## Texte cité

L’adaptation du texte à une réception contemporaine
Les éléments communs aux ouvrages du corpus
On observe dans les trois textes plusieurs motifs en commun, à savoir la récurrence des mêmes motifs introductifs, c’est-à-dire la cause de l’enchantement (VII selon le schéma synthétisé) qui est dans deux cas sur trois une malédiction, (Sortilège et Le roman de la Belle et la Bête), ce qui constitue une partie de la situation initiale. Ensuite, nous avons l’élément perturbateur I, lequel apparaît dans deux textes sur les trois, (Sortilège et Le roman de la Belle et la Bête). Dans Là où la mer commence il n’est pas question de mariage mais on retrouve bel et bien l’élément de l’homme perdu en mer. La question de l’apparence monstrueuse de l’époux est présente dans les trois textes où il s’agit d’une « Bête ». Concernant les péripéties, les éléments III et V, concernant le retour de l’héroïne chez elle et le fait que son père soit en danger de mort, se retrouvent dans Sortilège et Le roman de la Belle et la Bête. Quant au groupe de motifs qui concerne la violation des interdits (IV), on peut l’identifier dans les textes Le roman de la Belle et la Bête et Là où la mer commence. Dans Sortilège, le père de la Belle entre par effraction dans la demeure de la Bête, ce qui conduit finalement à une péripétie identique à celle du motif d’origine où la Bête oblige le père à promettre sa fille. Certes, il n’est pas question de mariage du fait de la situation temporelle mais la Bête cherche bel et bien une jeune fille capable de l’aimer. Pour ce qui de l’étape concernant la réunion de l’héroïne et de son époux enchanté, dans la version de madame Leprince de Beaumont sur laquelle on s’appuie, à l’instar des trois réécritures étudiées, on retrouve le même élément : l’héroïne trouve son mari sur le point de mourir et le réanime par un baiser ou en lui promettant de l’épouser. Cela constitue le dénouement du conte.On peut déduire de ces observations que si les trois réécritures se rapprochent du schéma de la version de madame Leprince de Beaumont et que l’on retrouve un nombre conséquent de motifs en commun, les versions de Bernard Simonay et d’Alex Flinn sont celles chez qui on remarque le plus d’éléments similaires. La réécriture de Dominique Demers est la plus éloignée même si elle reprend plusieurs motifs du conte-type. Pour en revenir à Sortilège et au Roman de la Belle et la Bête, on peut conclure qu’ils respectent de manière très proche la même trame que La Belle et la Bête de madame Leprince de Beaumont.

Enregistrements d’annotation de contours
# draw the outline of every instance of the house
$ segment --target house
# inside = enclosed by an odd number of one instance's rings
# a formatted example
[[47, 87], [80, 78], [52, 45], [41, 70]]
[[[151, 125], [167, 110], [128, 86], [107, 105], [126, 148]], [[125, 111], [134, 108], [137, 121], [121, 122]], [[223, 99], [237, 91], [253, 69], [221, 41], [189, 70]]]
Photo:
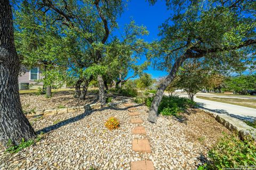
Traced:
[[20, 90], [37, 89], [43, 88], [43, 82], [38, 80], [44, 76], [42, 75], [43, 68], [35, 67], [28, 69], [24, 66], [18, 77], [19, 89]]
[[[19, 89], [37, 89], [38, 88], [43, 88], [43, 83], [38, 81], [43, 79], [42, 75], [44, 68], [43, 66], [36, 66], [29, 69], [23, 65], [21, 66], [21, 71], [18, 77]], [[61, 83], [62, 82], [60, 82]], [[55, 84], [57, 85], [57, 84]], [[61, 83], [61, 89], [66, 89], [66, 83]], [[53, 88], [52, 87], [52, 88]]]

## À faire
• a. Dans le texte sur les réécritures de La Belle et la Bête, quelle réécriture est jugée la plus éloignée ?
• b. Prolongez, s’il vous plaît, le texte sur les réécritures de La Belle et la Bête à partir de sa dernière phrase.
Ces enregistrements n’ont aucun lien avec le texte sur les réécritures de La Belle et la Bête.

## Réponses successives
• a. Celle de Dominique Demers.

• b.
Si on compare l’organisation des motifs et fonctions de Delarue et Propp dans Sortilège avec la version de Madame Leprince de Beaumont, on observe une similitude incontestable entre les deux œuvres. On observe cependant des éléments qui démarquent Sortilège : Le texte s’intéresse d’abord à la Bête et commence par son changement d’apparence. Cela implique une répétition de l’élément VII dans la mesure où il réapparaît à la fin, ainsi c’est le même élément qui permet de faire démarrer l’intrigue et de la terminer, ce qui produit un effet de boucle. Le motif de l’interdiction n’y est pas abordé de la même manière. En effet, si le père de la Belle brave un interdit en entrant par effraction chez la Bête, il n’est en revanche pas question de l’interdiction chez la Belle, ce que l’on approfondira dans une sous partie dédiée à l’interdiction comme faisant partie des éléments récurrents du conte-type.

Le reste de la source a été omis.